▶ **INSTRUCTION 1**
Reproduce verbatim the portion of the blog post on Higgins Glass from "This question has" to "seemingly simple/innocent question.".

Frances and Michael Higgins: Honorable Efforts in Studio Glass

Curiosity killed the cat, but where human beings are concerned, the only thing a healthy curiosity can kill is ignorance.                                             Harry Lorayne

thehiggins_03For quite sometime now, a nagging question has been plaguing me in earnest about the subject of Higgins Glass. In a previous blog post I fessed up to my Higgins Glass facination and truly credit Michael and Frances Higgins for sparking my own soiree into the fused glass realm. The burning question for me has been, where do the Higginses fit into the conversation about Studio Glass? Well…You know what they say curiousity did to the cat!

This question has sent me off on an odyssey of discovery into texts that museum curators and folks with PhD’s in art history have written to answer my seemingly simple/innocent question.

▶ **INSTRUCTION 2**
Rewrite all of the rows below as a JSON list of strings with one string per line. Omit blank lines and leave the pictures out.

▶ **Data items**

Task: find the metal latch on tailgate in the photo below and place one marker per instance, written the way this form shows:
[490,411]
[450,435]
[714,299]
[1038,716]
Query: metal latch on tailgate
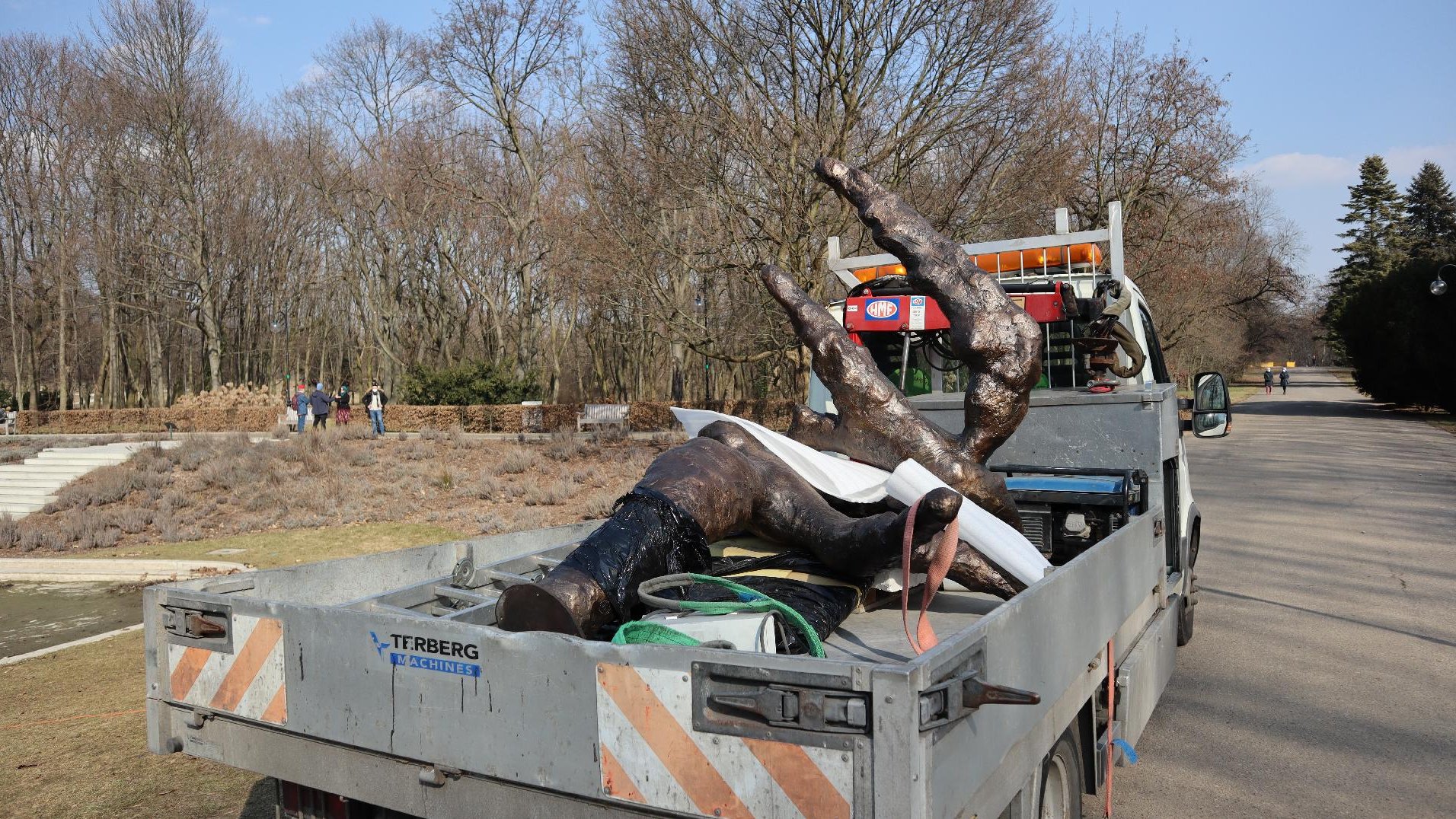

▶ **CORRECT OUTPUT 1**
This question has sent me off on an odyssey of discovery into texts that museum curators and folks with PhD’s in art history have written to answer my seemingly simple/innocent question.

▶ **CORRECT OUTPUT 2**
[
  "Task: find the metal latch on tailgate in the photo below and place one marker per instance, written the way this form shows:",
  "[490,411]",
  "[450,435]",
  "[714,299]",
  "[1038,716]",
  "Query: metal latch on tailgate"
]